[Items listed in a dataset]
-=-=-
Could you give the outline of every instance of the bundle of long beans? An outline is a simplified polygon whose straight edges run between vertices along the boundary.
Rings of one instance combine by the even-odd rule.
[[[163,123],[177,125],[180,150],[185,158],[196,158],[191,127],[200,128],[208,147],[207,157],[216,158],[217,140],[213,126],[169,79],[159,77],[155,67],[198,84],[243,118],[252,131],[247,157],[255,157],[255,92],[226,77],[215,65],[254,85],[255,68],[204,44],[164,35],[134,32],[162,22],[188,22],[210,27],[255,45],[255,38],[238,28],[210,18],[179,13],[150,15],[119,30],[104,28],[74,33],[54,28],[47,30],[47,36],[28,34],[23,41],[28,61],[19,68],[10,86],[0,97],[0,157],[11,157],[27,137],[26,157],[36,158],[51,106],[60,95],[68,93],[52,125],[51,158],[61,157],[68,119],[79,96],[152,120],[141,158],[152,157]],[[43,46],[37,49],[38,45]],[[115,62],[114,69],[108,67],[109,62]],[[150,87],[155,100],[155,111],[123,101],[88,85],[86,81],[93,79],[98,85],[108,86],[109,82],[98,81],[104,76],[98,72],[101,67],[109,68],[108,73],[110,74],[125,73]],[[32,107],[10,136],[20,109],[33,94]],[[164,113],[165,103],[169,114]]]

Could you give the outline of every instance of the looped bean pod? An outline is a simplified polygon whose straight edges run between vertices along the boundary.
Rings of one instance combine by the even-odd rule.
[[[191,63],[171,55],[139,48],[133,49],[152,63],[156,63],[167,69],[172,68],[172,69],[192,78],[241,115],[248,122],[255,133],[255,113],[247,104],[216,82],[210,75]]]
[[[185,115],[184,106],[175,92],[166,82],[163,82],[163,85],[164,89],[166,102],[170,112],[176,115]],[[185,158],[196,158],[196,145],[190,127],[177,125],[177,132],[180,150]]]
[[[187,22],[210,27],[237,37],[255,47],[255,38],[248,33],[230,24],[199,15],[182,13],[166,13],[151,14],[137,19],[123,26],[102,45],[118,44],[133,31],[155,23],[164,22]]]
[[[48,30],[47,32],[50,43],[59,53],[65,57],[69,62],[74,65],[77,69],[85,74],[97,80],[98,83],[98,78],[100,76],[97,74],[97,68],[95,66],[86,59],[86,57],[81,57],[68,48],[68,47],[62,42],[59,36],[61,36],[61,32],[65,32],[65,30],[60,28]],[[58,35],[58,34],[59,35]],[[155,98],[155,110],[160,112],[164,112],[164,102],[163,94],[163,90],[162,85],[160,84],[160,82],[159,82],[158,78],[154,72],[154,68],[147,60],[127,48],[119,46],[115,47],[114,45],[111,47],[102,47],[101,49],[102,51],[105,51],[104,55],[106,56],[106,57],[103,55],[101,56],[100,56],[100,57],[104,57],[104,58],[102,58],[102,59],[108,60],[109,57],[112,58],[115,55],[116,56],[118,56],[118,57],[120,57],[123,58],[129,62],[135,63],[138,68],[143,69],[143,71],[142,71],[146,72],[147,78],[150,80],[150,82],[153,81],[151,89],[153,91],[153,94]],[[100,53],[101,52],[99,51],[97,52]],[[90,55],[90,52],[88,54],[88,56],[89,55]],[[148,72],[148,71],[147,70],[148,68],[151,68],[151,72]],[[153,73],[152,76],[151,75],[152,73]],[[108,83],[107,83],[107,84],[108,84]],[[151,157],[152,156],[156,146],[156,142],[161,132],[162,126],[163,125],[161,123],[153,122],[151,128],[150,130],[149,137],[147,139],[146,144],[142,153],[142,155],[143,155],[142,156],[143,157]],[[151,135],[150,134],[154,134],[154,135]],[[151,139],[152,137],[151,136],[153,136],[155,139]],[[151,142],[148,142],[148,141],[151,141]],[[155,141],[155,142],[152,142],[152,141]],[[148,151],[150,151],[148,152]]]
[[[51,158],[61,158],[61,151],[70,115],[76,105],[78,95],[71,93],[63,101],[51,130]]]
-=-=-
## What you need to do
Retype all the records, matching them exactly.

## Answer to the task
Could you give the outline of every instance of the bundle of long beans? An outline is a simplified polygon whose straight edges run between vertices along the boundary.
Rings of one instance combine by the even-odd rule.
[[[163,123],[177,125],[180,150],[185,158],[196,158],[191,127],[200,128],[208,147],[207,157],[216,158],[217,140],[213,126],[169,79],[159,77],[155,67],[198,84],[243,118],[252,131],[247,157],[255,157],[255,92],[226,77],[215,65],[254,85],[255,68],[204,44],[164,35],[134,32],[162,22],[188,22],[210,27],[255,45],[255,38],[238,28],[210,18],[179,13],[150,15],[119,30],[104,28],[74,33],[54,28],[47,30],[47,36],[28,34],[23,41],[28,61],[19,68],[10,86],[0,97],[0,157],[11,157],[27,137],[26,157],[36,158],[51,106],[60,95],[68,93],[52,125],[51,158],[61,157],[68,119],[79,96],[152,120],[141,158],[152,157]],[[43,46],[37,49],[38,45]],[[115,62],[114,69],[108,67],[109,62]],[[150,87],[155,100],[155,111],[123,101],[88,85],[86,81],[93,79],[98,85],[108,86],[109,82],[98,81],[104,76],[98,72],[101,67],[109,68],[108,73],[110,74],[125,73]],[[32,107],[10,136],[20,109],[33,94]],[[164,113],[165,103],[169,114]]]

Could you give the outline of every instance of the looped bean pod? An outline is a simplified polygon whose straight edges run between vertices along the boundary.
Rings of one instance combine by the even-odd rule.
[[[191,63],[171,55],[139,48],[133,49],[152,63],[156,63],[167,69],[172,68],[172,69],[192,78],[241,115],[248,122],[255,133],[255,113],[247,104],[216,82],[210,75]]]
[[[185,115],[184,106],[175,92],[166,82],[163,82],[163,85],[164,89],[166,102],[170,112],[176,115]],[[185,158],[196,158],[196,145],[190,127],[177,125],[177,132],[180,150]]]
[[[187,22],[210,27],[237,37],[255,47],[255,38],[248,33],[230,24],[199,15],[182,13],[166,13],[151,14],[137,19],[123,26],[102,45],[118,44],[133,31],[155,23],[164,22]]]
[[[48,30],[47,32],[50,43],[59,53],[65,57],[69,62],[74,65],[77,69],[85,74],[97,80],[98,83],[98,78],[100,76],[97,74],[97,68],[95,66],[86,59],[86,57],[81,57],[68,48],[68,47],[62,42],[59,36],[61,36],[61,32],[65,32],[65,30],[60,28]],[[58,35],[58,34],[59,35]],[[155,98],[155,110],[160,112],[164,112],[164,102],[163,94],[163,90],[162,85],[160,84],[160,82],[159,82],[158,78],[154,72],[154,68],[147,60],[127,48],[119,46],[115,47],[114,45],[111,47],[102,47],[101,49],[102,51],[105,51],[104,55],[106,56],[106,57],[103,55],[101,56],[100,56],[100,57],[104,57],[104,58],[102,58],[102,59],[108,60],[109,57],[112,58],[115,55],[116,56],[118,56],[118,57],[120,57],[123,58],[129,62],[135,63],[138,68],[143,69],[143,71],[142,71],[146,72],[147,78],[150,80],[150,82],[153,81],[151,89],[153,91],[153,94]],[[100,53],[101,52],[99,51],[97,52]],[[90,55],[90,52],[88,54],[88,56],[89,55]],[[148,72],[148,71],[147,70],[148,68],[151,68],[151,72]],[[153,73],[152,76],[151,75],[152,73]],[[108,83],[107,83],[107,84],[108,84]],[[151,157],[152,156],[156,146],[156,142],[161,132],[162,126],[163,125],[161,123],[153,122],[151,128],[150,130],[149,137],[147,139],[146,144],[142,153],[142,155],[143,155],[142,156],[143,157]],[[151,135],[150,134],[154,134],[154,135]],[[151,139],[152,137],[151,136],[153,136],[155,139]],[[151,142],[148,142],[148,141],[151,141]],[[155,141],[155,142],[152,142],[152,141]],[[148,151],[150,151],[148,152]]]
[[[51,158],[61,158],[61,151],[70,115],[76,105],[78,95],[71,93],[63,101],[51,130]]]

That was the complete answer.